** Start of SOURCE EXCERPT **
Let us now briefly position these contributions with respect to the available results in the literature. 
The sum-rate capacity determined in (1) and (la) can be thought as an extension of [12, Theorem 4] 
to the case where the encoders have correlated CSI. The causal setup of (16), with the observation of 
the existence of an equivalent channel, is solved in [1]. The solution that we provide to the non-causal 
case partially solves [13] and extends [12, Theorem 5] to the case where the encoders have correlated 
CSI. Furthermore, since the causal and non-causal capacities are identical for scenario (lb), the causal 
solution can be considered as an extension of [5, Proposition 1] to a noisy multi-user case. Finally, (3) 
is an extension of [18, Theorem 4] to a noisy setup.
** End of SOURCE EXCERPT **
** Start of INPUT DATA **
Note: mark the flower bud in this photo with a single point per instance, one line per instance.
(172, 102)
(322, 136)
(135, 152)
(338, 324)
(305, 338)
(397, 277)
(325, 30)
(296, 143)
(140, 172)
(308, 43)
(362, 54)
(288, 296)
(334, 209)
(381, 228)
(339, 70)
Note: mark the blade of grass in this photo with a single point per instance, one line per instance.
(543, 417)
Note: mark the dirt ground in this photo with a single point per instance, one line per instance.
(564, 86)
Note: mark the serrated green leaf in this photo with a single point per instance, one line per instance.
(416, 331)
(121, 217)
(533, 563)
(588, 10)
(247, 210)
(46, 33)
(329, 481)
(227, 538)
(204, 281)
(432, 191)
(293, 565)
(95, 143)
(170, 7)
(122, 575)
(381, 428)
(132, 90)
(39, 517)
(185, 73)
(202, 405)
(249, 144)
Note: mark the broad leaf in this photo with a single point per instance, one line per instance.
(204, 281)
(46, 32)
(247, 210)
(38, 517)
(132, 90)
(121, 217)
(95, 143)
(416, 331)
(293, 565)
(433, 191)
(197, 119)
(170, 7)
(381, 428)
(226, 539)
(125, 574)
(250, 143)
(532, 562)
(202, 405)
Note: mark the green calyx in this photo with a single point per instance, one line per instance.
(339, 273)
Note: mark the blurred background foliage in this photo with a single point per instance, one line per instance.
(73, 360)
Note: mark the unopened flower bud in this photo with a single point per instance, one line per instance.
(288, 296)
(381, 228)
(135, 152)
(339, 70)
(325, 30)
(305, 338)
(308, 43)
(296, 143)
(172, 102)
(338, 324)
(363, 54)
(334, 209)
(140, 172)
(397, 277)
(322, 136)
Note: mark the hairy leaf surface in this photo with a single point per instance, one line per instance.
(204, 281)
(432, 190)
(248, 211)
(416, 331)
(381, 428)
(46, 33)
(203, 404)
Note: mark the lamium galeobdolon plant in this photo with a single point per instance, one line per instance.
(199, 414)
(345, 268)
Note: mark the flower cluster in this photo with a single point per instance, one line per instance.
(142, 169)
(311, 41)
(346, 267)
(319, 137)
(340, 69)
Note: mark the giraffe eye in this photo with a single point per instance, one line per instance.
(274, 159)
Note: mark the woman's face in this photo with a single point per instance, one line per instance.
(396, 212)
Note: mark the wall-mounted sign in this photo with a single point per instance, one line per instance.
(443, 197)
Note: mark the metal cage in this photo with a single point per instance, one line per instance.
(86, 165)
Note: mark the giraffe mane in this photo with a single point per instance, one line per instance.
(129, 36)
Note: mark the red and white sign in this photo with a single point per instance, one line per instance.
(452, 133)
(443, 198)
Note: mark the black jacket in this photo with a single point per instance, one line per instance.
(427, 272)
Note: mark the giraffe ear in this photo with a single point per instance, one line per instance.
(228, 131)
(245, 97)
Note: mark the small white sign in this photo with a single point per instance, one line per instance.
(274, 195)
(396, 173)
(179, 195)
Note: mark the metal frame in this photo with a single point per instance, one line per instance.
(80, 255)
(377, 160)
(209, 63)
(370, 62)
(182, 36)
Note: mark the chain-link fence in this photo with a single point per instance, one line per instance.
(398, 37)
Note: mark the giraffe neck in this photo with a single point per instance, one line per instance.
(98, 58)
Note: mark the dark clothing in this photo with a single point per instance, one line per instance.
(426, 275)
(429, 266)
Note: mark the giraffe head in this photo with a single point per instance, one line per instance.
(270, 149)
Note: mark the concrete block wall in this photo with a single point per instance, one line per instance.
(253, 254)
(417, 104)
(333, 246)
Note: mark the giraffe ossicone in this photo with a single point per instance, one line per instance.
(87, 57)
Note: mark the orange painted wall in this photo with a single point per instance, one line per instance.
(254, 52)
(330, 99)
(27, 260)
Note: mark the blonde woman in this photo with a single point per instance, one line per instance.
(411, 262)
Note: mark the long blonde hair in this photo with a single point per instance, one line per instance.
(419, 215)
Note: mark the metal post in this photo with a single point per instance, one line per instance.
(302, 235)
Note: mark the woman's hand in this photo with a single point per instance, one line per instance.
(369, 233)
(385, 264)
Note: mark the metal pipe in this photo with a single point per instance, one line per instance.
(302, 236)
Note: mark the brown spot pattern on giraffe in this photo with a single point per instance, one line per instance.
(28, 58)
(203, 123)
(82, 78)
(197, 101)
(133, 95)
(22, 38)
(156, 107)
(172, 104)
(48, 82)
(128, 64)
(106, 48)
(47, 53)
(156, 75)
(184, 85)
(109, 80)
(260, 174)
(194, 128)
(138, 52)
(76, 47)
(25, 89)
** End of INPUT DATA **
**TASK INSTRUCTIONS:**
**1.** Answer these from the passage on capacity results:
(a) Which result is the sum-rate capacity said to extend, and to what case?
(b) In which reference is the causal setup of (16) solved?
(c) Of which result is (3) an extension, and to what kind of setup?
**2.** Extract every line of the rows that contains the word "green". Case counts.
The rows are unrelated to the passage on capacity results.

**RESPONSES:**
**1.**
(a) It extends [12, Theorem 4] to the case where the encoders have correlated CSI.
(b) It is solved in [1].
(c) It extends [18, Theorem 4] to a noisy setup.

**2.**
Note: mark the serrated green leaf in this photo with a single point per instance, one line per instance.
Note: mark the green calyx in this photo with a single point per instance, one line per instance.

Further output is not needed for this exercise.